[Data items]
# # # # # # #

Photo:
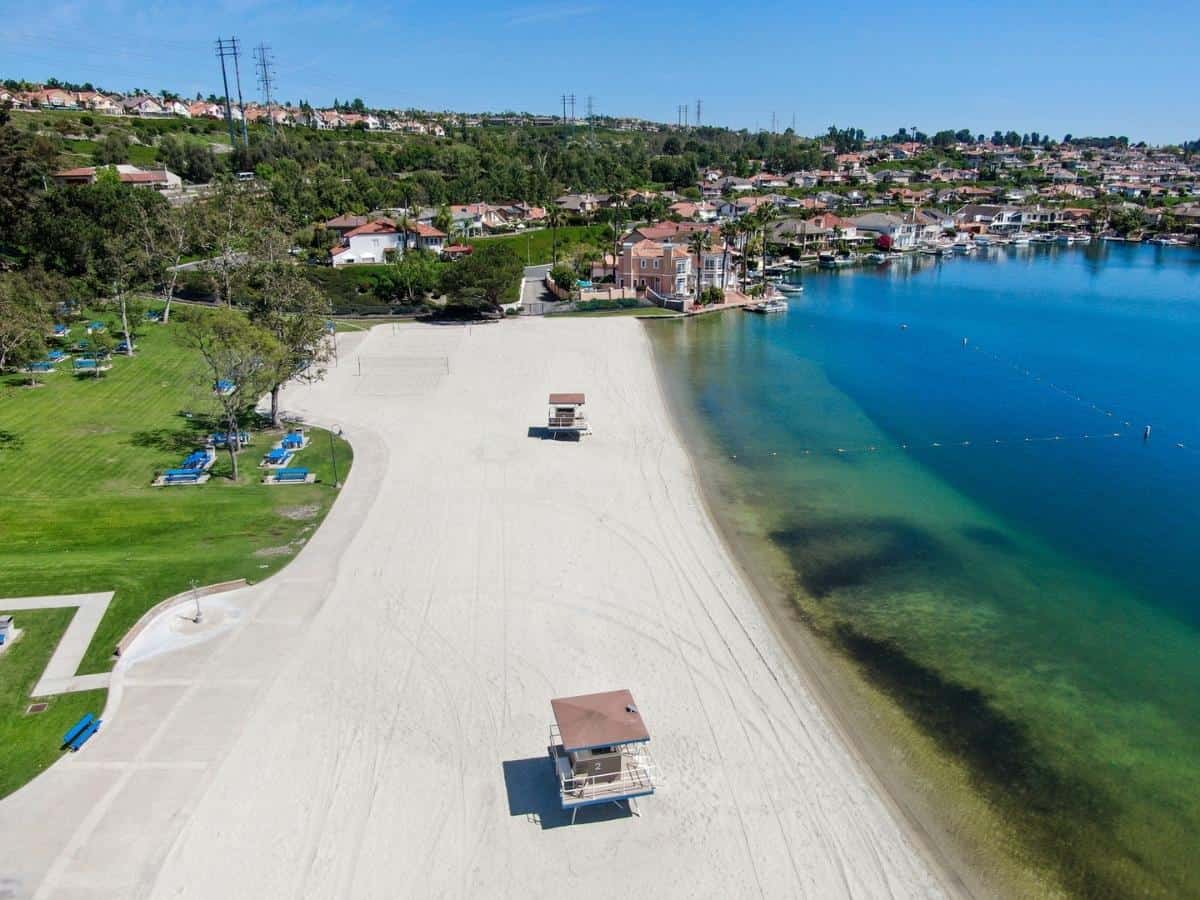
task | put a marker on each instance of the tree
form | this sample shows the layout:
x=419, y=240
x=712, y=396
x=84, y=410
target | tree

# # # # # # #

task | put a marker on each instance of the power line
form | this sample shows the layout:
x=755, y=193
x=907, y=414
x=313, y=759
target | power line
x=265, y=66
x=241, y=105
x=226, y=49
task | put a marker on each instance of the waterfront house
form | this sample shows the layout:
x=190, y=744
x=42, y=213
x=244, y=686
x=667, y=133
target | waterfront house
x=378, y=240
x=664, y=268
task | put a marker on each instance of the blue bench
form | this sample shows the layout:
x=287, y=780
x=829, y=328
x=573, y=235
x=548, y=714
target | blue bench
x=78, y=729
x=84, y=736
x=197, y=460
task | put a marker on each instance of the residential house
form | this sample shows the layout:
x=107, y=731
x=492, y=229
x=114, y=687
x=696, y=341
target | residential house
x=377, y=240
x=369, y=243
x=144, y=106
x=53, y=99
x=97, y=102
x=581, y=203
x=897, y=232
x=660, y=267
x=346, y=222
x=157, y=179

# # # # # # #

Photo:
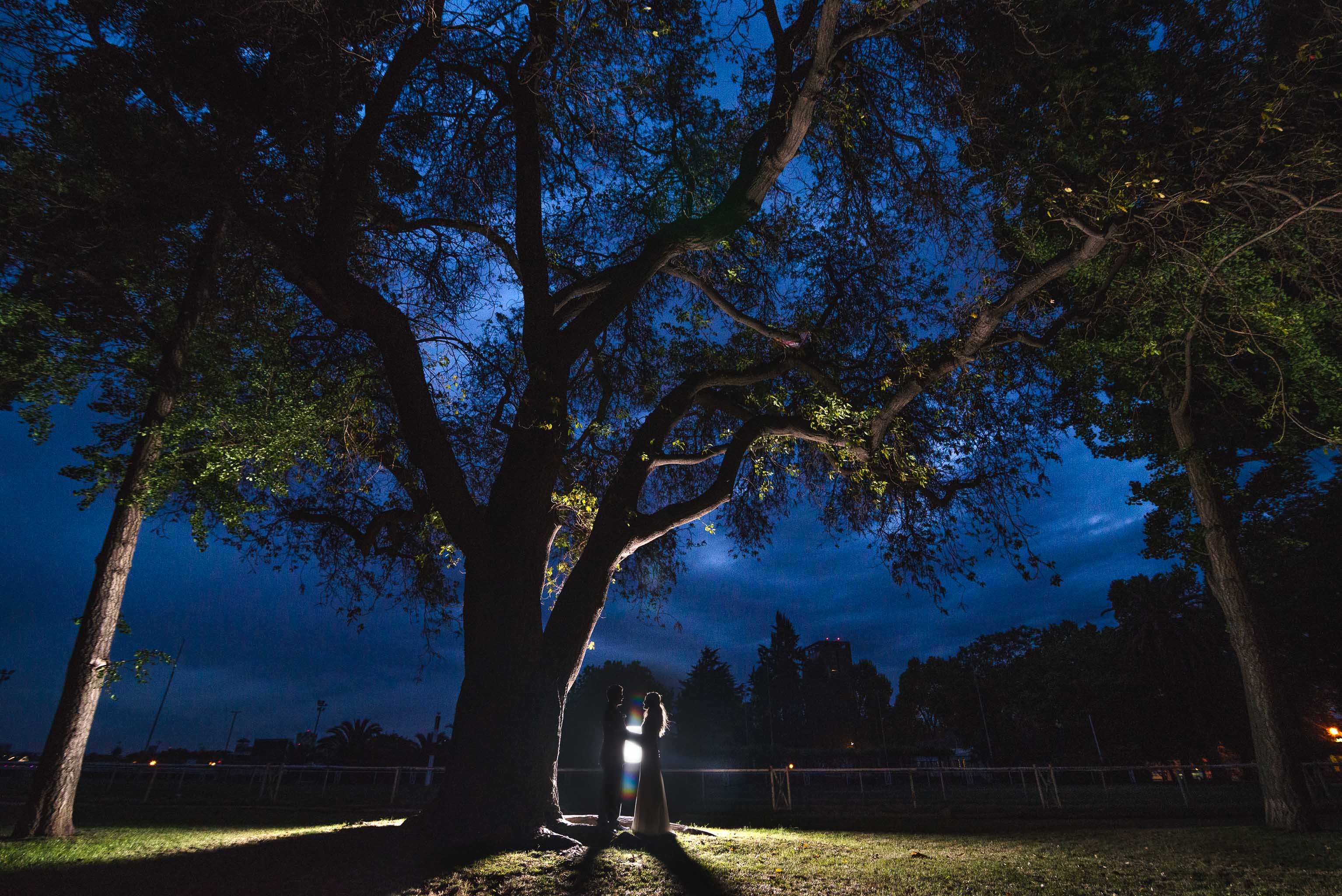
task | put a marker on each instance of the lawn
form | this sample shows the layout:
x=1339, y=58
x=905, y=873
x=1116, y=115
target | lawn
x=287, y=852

# # # # # # #

» **Required action**:
Find the word "task" in the data and copy out each line where it turns up.

» **Exercise answer**:
task | put a marker on each instance of the tree
task | put a marker on each instance of the power line
task | put a marker on each instance of the waterfront house
task | put a marker on each instance of the blue bench
task | put a marker on each instance of the residential house
task | put a marker on each instance of the lawn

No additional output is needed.